_Fragmento del texto_

......

Por: Gustavo Páez Escobar

Bastante ganaría la ciudad si contara, en el doctor Bernardo Gaitán Mahecha, con el «gran policía», como él se ha proclamado al tomar las riendas del mando. En su enunciado hay todo un programa de gobierno. Los caricaturistas, que no pierden momento para captar los contornos de la noticia, han puesto en juego su imaginación para colocarle al nuevo burgomaestre los arreos necesarios que lo presenten ante la opinión como lo que él quiere ser: un guardián de la ciudad, un dique contra los abusos callejeros, o simplemente, y en lenguaje más práctico, el jefe de policía de este monstruo urbanístico que es Bogotá.

Cada alcalde manda en su año. Si doctor Prieto Ocampo, llegado de la empresa privada a manejar uno de los enredos más grandes que tiene el país, anunció de entrada que era preciso que los empleados trabajaran más, se ausentaran me­nos y produjeran más. Conocedor de lo que representa el rendimiento industrial, que riñe con la pereza y la ociosidad de los escritorios públicos, pronunció también, como lo hace aho­ra el doctor Gaitán Mahecha, una frase de combate: ¡todos a madrugar!

El primero, lógicamente, fue el señor Alcalde, no solo por estar acostumbrado a su disciplina industrial, sino por creer que su ejemplo despertaría la modorra con que los empleados públicos suelen llegar al sitio de trabajo. Tal pa­rece que el doctor Prieto Ocampo se quedó madrugando solo; aunque, por fortuna para él, no se dejó contagiar de la kilométrica parsimonia de que hacen gala los bogotanos, no solo en razón de las distancias, sino de la temperatura ambiental. Lo ideal hubiera sido que sus colaboradores se hubieran contagiado de agilidad, de bríos, de nervio para servir a la co­munidad.

El doctor Bernardo Gaitán Mahecha, que también sabe madru­gar, arremete contra otro de los pecados capitales de Bogotá: la inseguridad. Anuncia que llega armado de enorme voluntad para combatir los vicios de esta ciudad carente de defensas ciudadanas. Se propone adelantar vigorosa cruzada para poner a buen recaudo a los ladronzuelos que pululan en todas las corrientes; purificar las calles de mujerzuelas y otros olores pútridos; despejar las horas nocturnas de la acechan­za y la emboscada; permitir que el peatón no sea víctima del raponazo y el engaño; brindar, en fin, confianza en la vida, alejando la sospecha, la angustia, el terror que infunden ahora los intrincados caminos de la capital.

......

_Listado proporcionado_
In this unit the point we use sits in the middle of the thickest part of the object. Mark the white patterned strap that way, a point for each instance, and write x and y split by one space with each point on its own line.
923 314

......

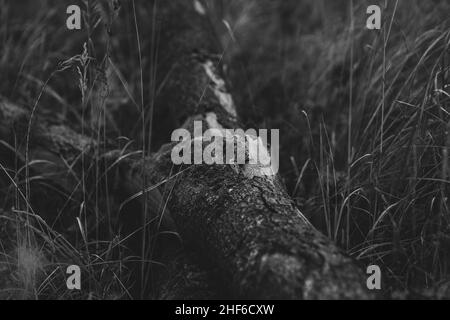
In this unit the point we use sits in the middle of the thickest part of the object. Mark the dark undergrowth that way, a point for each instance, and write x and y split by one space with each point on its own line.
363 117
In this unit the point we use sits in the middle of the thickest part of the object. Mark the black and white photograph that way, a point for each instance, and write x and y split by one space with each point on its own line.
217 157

......

_Objetivo_
Enumera todos los propósitos que, según el fragmento del texto, se propone el doctor Bernardo Gaitán Mahecha en el párrafo que comienza con «El doctor Bernardo Gaitán Mahecha, que también sabe madrugar».

_Respuesta completa_
- Adelantar una vigorosa cruzada para poner a buen recaudo a los ladronzuelos que pululan en todas las corrientes.
- Purificar las calles de mujerzuelas y otros olores pútridos.
- Despejar las horas nocturnas de la acechanza y la emboscada.
- Permitir que el peatón no sea víctima del raponazo y el engaño.
- Brindar confianza en la vida, alejando la sospecha, la angustia y el terror que infunden ahora los intrincados caminos de la capital.